*** Opening Task input ***
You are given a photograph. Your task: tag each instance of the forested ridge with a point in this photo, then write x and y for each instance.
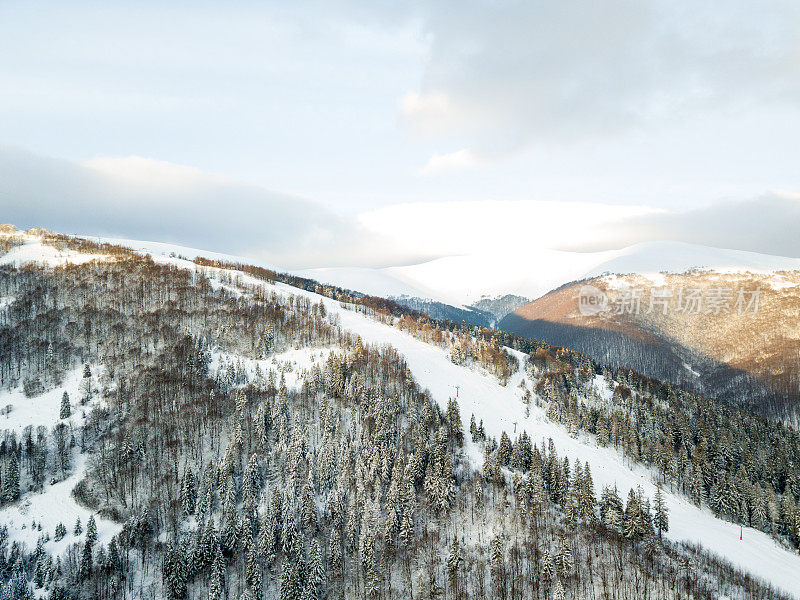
(349, 481)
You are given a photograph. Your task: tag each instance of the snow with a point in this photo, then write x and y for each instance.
(292, 364)
(55, 504)
(464, 279)
(19, 411)
(500, 407)
(32, 250)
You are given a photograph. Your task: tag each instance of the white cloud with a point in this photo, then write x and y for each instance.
(146, 199)
(502, 77)
(454, 161)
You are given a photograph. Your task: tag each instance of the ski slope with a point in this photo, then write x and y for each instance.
(464, 279)
(500, 407)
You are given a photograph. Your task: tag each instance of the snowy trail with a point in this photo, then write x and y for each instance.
(500, 407)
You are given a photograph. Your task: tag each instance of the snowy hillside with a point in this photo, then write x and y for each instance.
(462, 280)
(500, 408)
(242, 313)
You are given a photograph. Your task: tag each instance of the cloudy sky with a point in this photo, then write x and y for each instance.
(379, 133)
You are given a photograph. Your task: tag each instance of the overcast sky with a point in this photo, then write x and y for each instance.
(384, 133)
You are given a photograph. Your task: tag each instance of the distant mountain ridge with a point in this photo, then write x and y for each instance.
(745, 355)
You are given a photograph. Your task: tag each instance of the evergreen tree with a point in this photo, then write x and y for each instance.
(660, 520)
(66, 411)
*** Closing Task input ***
The records above are to be repeated exactly, with every picture removed from the copy.

**Your response**
You are given a photograph. Your task: tag each instance of the forested ridge with a point in this photo, then write x and y for each instance.
(349, 481)
You are given a photograph. Your task: tag each instance of the snow with a point in this photo, then write x and y for each instance.
(292, 364)
(55, 504)
(464, 279)
(19, 411)
(500, 407)
(32, 250)
You are given a photograph. Your task: tag each instance of the white cloud with a point in this photo, then write x and y for each instance.
(146, 199)
(502, 77)
(454, 161)
You are given a photograph. Your task: tag each instance of the ski slope with a point in this photo, then write x and y for each instance.
(464, 279)
(500, 407)
You are given a photograph. Your task: tag each instance of the snowy trail with a point in this photo, then write x and y for each instance.
(500, 407)
You are given a photograph. Your task: tag each instance of the snowy hillside with a point in this photo, then write x and y for each instance.
(462, 280)
(500, 408)
(242, 313)
You are given a photograph. Your task: tag each instance of the cloudy sky with a point in this photo, then write x and y for each instance.
(379, 133)
You are given a photograph. Your task: tag each instance of the overcast sky with a point in this photo, then write x and y for each instance.
(384, 133)
You are given a photograph. Your task: tag each instance of the distant mountain ridge with a point in this photo, then write x and y for each instance.
(745, 355)
You are given a photograph. Your task: tag each instance of the evergreen tree with a point in this photo, then write x and y for each instance.
(660, 520)
(66, 411)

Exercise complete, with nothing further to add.